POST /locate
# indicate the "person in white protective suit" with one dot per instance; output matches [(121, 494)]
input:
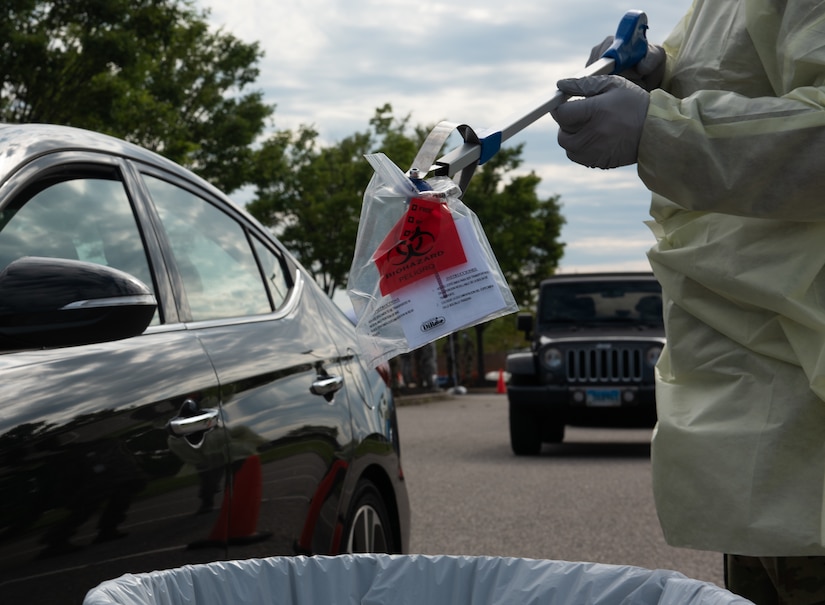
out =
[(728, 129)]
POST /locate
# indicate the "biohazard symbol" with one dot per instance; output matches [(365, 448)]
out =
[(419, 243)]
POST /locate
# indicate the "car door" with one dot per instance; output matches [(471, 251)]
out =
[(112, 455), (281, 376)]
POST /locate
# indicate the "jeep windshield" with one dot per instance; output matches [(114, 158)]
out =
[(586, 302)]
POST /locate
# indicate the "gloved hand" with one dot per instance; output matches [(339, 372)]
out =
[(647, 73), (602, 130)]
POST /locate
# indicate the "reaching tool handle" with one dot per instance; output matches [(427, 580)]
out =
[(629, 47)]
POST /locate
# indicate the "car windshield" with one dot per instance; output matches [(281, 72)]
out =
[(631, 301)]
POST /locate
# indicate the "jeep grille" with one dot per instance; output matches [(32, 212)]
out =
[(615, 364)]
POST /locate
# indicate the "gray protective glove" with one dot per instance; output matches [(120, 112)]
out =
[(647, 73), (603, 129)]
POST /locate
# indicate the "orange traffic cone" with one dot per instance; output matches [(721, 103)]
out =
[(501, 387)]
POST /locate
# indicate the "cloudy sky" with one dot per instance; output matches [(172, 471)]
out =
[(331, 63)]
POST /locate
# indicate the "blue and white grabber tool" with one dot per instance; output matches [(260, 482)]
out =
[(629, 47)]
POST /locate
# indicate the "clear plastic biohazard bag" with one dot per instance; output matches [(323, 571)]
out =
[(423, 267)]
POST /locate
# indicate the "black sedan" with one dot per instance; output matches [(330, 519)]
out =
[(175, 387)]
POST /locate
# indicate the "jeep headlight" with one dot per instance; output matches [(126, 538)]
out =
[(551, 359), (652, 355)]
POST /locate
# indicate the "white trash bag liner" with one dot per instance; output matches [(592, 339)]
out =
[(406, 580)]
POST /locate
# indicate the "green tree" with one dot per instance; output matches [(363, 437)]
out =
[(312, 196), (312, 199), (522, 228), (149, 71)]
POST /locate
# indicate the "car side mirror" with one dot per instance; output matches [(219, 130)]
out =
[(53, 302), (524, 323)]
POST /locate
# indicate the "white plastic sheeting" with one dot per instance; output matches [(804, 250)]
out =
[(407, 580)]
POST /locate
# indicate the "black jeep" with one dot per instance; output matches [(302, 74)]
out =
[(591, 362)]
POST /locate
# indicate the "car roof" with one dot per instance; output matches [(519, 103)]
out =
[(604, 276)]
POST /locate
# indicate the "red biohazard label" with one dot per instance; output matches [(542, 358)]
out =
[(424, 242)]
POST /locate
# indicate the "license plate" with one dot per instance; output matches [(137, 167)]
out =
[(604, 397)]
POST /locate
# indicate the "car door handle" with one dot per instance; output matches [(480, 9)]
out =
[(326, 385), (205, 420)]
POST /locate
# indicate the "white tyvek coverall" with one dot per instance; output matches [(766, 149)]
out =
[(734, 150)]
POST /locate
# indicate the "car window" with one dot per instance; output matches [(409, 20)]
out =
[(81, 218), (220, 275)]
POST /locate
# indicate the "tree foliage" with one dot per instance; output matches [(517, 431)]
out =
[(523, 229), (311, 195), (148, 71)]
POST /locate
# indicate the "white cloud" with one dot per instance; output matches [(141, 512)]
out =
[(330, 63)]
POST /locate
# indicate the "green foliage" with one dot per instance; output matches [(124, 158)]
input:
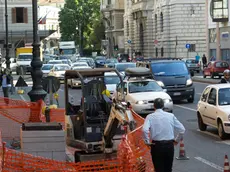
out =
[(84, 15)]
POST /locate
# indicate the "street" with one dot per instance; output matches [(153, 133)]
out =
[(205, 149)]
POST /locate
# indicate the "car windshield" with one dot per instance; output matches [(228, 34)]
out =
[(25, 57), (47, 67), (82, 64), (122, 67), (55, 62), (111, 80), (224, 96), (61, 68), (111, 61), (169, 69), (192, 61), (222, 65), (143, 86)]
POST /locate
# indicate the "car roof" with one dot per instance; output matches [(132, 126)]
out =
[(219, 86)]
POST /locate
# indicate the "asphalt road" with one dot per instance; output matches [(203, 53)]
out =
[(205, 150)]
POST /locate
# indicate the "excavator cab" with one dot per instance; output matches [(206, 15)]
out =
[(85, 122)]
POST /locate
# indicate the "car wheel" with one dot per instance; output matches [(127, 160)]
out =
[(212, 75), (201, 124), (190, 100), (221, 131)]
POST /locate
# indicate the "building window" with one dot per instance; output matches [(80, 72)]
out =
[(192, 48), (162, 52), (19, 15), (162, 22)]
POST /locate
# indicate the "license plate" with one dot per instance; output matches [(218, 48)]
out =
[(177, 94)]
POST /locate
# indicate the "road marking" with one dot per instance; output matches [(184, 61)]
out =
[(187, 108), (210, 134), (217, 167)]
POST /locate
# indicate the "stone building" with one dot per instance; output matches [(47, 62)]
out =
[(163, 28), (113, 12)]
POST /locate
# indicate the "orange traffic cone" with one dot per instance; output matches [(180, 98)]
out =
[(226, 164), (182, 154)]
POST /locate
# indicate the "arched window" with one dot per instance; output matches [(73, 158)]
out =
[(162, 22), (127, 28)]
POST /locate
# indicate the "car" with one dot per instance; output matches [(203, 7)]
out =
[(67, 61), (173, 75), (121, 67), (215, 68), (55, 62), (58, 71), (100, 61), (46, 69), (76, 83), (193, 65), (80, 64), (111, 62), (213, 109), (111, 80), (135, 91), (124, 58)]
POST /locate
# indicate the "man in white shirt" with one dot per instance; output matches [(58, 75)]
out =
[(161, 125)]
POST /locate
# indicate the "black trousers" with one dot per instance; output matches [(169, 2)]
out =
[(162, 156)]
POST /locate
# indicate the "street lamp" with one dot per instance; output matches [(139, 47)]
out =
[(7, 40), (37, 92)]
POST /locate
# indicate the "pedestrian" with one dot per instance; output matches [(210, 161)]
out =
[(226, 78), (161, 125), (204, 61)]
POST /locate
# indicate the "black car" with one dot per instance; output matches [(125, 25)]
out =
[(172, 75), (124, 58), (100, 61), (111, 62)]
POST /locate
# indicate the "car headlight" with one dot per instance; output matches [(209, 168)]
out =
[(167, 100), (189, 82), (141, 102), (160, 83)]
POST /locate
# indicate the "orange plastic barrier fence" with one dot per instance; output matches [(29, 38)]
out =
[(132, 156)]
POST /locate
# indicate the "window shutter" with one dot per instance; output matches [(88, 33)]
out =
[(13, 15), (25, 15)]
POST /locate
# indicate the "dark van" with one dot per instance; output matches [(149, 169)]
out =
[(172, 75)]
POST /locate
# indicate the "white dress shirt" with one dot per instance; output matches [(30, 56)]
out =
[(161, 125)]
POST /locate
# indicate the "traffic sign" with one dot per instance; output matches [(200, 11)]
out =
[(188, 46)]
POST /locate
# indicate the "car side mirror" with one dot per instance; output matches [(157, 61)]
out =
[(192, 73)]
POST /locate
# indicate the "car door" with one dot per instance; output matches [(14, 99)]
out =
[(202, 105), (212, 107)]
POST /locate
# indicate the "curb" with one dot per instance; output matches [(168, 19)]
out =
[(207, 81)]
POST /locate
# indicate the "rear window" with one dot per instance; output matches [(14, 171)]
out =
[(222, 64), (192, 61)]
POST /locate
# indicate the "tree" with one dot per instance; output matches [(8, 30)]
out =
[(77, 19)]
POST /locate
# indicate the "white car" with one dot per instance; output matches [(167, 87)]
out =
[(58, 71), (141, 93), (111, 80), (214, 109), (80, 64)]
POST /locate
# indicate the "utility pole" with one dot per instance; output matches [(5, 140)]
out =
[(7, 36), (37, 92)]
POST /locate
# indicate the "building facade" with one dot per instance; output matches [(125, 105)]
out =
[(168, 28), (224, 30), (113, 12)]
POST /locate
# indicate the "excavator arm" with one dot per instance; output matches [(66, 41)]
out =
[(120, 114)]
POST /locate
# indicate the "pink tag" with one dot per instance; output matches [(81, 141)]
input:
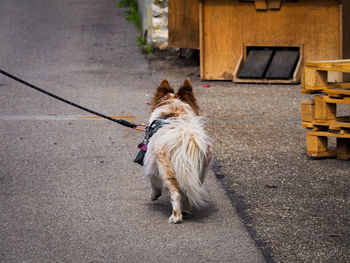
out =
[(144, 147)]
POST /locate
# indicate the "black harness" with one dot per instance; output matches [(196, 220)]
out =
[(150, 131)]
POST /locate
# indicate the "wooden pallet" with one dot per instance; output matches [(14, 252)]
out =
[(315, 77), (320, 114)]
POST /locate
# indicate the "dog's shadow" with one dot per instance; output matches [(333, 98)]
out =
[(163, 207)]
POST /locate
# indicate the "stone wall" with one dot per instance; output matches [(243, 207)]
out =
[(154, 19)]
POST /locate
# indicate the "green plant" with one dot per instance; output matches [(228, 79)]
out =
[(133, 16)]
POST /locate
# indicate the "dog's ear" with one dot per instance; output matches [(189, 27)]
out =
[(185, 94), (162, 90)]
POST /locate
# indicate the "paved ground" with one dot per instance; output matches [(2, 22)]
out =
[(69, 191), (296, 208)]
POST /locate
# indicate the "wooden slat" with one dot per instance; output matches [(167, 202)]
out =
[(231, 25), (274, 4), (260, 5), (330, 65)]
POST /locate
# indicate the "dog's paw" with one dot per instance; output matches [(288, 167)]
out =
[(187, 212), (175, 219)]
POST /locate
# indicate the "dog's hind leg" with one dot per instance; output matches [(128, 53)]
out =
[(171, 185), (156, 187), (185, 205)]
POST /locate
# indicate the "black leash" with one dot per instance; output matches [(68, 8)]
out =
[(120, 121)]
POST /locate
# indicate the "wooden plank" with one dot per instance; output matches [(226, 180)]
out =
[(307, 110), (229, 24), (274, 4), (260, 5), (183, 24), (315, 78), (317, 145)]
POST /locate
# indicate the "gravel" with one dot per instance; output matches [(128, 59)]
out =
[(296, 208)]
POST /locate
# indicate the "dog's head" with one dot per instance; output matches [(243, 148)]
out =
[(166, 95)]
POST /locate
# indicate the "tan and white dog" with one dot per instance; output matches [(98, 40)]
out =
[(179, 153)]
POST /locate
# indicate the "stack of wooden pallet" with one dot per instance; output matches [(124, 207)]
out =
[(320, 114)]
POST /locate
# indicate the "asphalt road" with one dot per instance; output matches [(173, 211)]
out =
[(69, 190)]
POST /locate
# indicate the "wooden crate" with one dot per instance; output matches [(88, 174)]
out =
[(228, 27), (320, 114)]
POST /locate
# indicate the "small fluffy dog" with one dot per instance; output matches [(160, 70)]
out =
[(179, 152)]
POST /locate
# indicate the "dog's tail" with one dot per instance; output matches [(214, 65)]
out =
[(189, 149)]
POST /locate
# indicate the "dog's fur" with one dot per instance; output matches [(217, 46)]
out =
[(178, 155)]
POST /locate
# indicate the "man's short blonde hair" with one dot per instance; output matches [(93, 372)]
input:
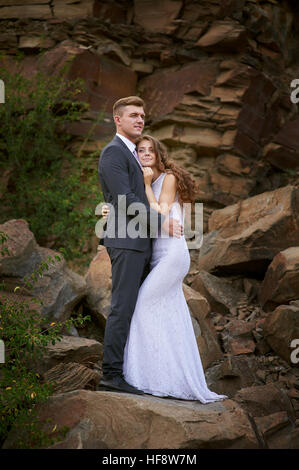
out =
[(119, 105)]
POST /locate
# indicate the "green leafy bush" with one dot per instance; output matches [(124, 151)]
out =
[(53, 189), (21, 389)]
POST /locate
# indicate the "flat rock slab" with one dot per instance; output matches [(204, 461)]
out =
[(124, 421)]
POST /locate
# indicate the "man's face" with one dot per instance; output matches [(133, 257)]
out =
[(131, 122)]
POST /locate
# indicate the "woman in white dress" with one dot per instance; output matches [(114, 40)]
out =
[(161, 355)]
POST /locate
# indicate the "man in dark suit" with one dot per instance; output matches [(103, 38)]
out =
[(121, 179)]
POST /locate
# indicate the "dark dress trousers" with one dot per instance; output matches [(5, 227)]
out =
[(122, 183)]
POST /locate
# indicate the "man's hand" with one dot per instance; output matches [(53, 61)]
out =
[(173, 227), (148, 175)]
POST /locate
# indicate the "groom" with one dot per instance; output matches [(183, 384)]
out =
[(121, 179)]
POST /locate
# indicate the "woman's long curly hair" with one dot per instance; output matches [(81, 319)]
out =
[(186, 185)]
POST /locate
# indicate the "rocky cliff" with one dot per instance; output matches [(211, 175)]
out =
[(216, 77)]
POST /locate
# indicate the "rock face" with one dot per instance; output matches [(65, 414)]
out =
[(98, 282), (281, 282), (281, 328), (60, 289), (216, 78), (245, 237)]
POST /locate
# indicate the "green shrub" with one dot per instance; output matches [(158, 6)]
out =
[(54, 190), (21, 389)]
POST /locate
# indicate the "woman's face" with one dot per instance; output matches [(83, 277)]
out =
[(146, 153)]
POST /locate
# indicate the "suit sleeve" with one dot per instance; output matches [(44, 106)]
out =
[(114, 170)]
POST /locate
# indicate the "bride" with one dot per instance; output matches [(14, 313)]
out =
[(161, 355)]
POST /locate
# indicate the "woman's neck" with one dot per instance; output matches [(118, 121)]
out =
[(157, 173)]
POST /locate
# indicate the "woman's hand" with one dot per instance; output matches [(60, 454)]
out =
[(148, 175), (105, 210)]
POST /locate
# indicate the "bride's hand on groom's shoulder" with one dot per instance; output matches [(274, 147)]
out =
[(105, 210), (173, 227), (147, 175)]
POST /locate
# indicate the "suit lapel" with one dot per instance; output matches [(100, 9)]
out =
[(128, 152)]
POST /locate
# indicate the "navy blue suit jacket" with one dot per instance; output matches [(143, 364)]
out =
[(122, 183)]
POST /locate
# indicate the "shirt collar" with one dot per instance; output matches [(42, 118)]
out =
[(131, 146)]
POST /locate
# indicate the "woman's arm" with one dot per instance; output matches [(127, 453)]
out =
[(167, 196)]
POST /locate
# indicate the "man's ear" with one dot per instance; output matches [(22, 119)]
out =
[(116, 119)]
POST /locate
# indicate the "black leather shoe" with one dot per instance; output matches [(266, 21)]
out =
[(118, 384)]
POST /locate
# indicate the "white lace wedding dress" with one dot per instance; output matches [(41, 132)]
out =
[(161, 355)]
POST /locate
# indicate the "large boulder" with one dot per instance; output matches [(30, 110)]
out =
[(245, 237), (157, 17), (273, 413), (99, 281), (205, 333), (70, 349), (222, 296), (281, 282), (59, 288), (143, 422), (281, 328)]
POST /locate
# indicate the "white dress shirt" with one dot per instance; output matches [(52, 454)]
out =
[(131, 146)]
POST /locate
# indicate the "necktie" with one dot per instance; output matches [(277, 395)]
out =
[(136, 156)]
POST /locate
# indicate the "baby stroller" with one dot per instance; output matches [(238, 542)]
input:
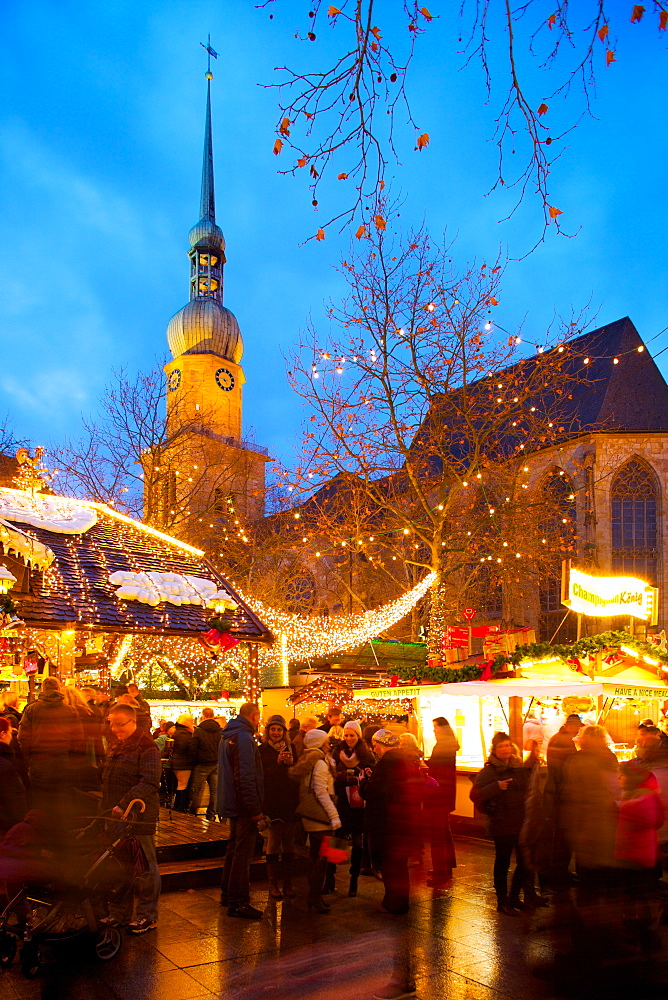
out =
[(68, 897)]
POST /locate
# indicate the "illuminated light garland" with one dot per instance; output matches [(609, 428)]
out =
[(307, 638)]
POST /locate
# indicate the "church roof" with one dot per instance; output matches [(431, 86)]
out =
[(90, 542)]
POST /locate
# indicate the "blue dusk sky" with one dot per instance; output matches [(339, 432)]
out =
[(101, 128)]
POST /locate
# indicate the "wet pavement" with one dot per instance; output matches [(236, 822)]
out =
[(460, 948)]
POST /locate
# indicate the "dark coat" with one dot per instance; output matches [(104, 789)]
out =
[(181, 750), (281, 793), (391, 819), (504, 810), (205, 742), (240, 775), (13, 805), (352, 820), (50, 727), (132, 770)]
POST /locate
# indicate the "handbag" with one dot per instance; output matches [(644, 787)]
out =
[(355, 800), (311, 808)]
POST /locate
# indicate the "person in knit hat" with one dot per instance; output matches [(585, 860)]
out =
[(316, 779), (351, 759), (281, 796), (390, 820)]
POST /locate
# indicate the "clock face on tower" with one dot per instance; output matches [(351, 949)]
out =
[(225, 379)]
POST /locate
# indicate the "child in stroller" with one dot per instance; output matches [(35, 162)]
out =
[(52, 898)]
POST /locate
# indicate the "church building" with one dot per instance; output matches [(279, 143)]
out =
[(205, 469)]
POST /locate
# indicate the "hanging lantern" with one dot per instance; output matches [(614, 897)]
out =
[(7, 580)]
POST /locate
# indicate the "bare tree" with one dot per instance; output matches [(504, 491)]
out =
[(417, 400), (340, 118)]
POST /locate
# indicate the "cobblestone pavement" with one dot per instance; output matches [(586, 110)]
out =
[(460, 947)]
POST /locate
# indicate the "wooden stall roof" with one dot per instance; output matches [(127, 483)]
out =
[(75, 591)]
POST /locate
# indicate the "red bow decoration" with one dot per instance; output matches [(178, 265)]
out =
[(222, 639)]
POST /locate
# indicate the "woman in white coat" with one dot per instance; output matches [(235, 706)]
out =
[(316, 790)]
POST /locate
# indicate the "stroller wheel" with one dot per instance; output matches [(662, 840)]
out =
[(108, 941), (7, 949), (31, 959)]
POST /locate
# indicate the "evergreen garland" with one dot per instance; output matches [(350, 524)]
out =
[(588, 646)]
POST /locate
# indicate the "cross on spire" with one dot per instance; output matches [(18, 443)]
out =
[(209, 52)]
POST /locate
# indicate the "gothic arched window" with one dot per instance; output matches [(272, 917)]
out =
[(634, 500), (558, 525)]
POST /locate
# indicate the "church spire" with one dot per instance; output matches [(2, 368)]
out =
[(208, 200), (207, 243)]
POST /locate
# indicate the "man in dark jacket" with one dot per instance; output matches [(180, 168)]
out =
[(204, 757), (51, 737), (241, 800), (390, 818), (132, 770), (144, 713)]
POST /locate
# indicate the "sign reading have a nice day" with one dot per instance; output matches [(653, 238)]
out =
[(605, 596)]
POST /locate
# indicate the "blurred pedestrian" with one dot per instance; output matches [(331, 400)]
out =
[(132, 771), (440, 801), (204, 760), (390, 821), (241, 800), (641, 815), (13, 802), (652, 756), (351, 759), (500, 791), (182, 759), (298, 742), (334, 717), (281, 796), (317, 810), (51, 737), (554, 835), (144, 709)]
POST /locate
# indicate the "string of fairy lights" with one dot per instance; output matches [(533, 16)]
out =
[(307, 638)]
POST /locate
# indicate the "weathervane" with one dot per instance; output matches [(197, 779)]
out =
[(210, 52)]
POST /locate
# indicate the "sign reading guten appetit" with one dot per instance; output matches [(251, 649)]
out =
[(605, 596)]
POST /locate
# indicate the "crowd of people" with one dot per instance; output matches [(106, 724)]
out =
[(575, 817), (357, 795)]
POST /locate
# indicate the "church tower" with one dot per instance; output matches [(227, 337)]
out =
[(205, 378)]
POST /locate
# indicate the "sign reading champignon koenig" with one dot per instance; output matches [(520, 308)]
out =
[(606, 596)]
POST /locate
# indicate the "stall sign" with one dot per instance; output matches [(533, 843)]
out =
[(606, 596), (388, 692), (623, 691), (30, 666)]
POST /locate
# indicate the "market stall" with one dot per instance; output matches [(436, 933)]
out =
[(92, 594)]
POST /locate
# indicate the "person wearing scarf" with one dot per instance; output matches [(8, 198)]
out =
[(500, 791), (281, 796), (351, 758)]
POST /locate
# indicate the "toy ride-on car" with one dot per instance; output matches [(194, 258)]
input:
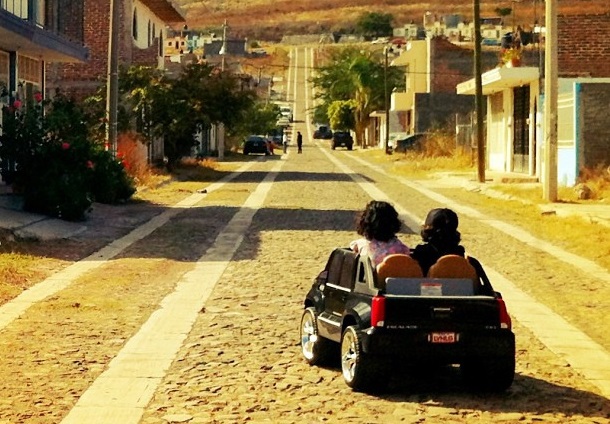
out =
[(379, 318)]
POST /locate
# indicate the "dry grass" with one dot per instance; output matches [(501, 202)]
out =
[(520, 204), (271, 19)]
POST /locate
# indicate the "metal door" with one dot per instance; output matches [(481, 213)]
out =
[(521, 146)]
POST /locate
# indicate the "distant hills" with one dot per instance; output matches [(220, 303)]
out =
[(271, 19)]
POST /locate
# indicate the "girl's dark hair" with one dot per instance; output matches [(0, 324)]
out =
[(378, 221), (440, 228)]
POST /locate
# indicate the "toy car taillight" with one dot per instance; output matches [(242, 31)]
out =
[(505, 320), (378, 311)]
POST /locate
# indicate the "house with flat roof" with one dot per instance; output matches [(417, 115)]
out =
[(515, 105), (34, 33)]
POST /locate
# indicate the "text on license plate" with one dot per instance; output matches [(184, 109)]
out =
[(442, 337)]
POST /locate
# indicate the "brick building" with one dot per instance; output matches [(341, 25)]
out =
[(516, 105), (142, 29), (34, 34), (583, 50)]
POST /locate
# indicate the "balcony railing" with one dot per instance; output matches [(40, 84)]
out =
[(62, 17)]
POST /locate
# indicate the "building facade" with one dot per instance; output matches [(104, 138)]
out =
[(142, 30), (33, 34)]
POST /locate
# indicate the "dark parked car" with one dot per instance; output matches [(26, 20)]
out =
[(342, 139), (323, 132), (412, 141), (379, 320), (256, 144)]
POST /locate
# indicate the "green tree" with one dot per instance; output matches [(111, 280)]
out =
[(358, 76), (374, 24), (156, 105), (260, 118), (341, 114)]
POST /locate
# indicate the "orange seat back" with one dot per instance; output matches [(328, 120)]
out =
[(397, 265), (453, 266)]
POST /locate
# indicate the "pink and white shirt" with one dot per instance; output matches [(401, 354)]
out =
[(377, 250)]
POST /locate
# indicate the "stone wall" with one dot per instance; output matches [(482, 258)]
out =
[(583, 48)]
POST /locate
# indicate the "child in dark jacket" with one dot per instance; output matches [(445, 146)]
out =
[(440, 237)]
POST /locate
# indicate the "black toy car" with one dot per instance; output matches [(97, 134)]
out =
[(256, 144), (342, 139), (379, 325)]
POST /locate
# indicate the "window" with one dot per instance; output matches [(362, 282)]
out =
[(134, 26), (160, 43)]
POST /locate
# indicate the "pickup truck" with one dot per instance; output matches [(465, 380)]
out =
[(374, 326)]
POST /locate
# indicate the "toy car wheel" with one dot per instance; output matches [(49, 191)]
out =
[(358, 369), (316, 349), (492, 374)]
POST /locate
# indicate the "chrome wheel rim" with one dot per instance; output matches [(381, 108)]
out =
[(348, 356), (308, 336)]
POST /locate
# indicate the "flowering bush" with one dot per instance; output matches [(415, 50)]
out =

**What to do**
Could you shift each coordinate in the answers by adding 22 to it, then write out every record in full, starting at the beginning of the records and stopping after the line that contains "[(551, 359), (652, 355)]"? Leave the pictures out.

**Reply**
POST /locate
# indicate the "person in white protective suit" with one dot per instance; output matches [(121, 494)]
input:
out =
[(750, 151)]
POST /locate
# indicate the "biohazard symbol" with one dot per instance; output matches [(365, 448)]
out =
[(441, 265)]
POST /locate
# indicate the "car door" with one dot per instance; output matches [(471, 251)]
out =
[(134, 477), (303, 398)]
POST /locate
# indicate the "jeep windshield" with one dot per instance; output matches [(114, 158)]
out =
[(608, 324)]
POST /locate
# indicate the "gloved hand" with one dot per instance; output matches [(339, 372)]
out =
[(669, 95), (624, 152)]
POST /locate
# indicate the "reaching tool handle" with one dot per instance; output matches [(427, 580)]
out =
[(651, 69)]
POST /locate
# indicate the "car windshield" with one dot per instance; output matches [(281, 72)]
out =
[(653, 323)]
POST /locate
# indicate the "jeep grille" with one dot per instance; output matches [(32, 212)]
out =
[(637, 386)]
POST /locate
# indicate the "gray protective glove" with one dot per instance; output matches [(120, 112)]
out =
[(669, 95), (625, 151)]
POST /locate
# indicate the "orange traffic cone" with one dot per instance; output matches [(721, 103)]
out =
[(523, 409)]
POST /locate
# indicate the "cloudy sky" with one dot per instance; output matches [(172, 471)]
out =
[(353, 85)]
POST /locate
# indicate the "blue and white grabber tool" with one dot per instance; output matches [(260, 482)]
out =
[(651, 69)]
POST /locate
# indicate the "clear plastic biohazard bag" with one dot per instance; output matches [(323, 571)]
out =
[(445, 289)]
POST /locate
# indicate the "black sedan" with one dot per instance; output matches [(330, 519)]
out =
[(197, 409)]
POST /locate
# indicate the "jeep headlight" with one dot per instance; output matches [(126, 538)]
out =
[(573, 381), (674, 377)]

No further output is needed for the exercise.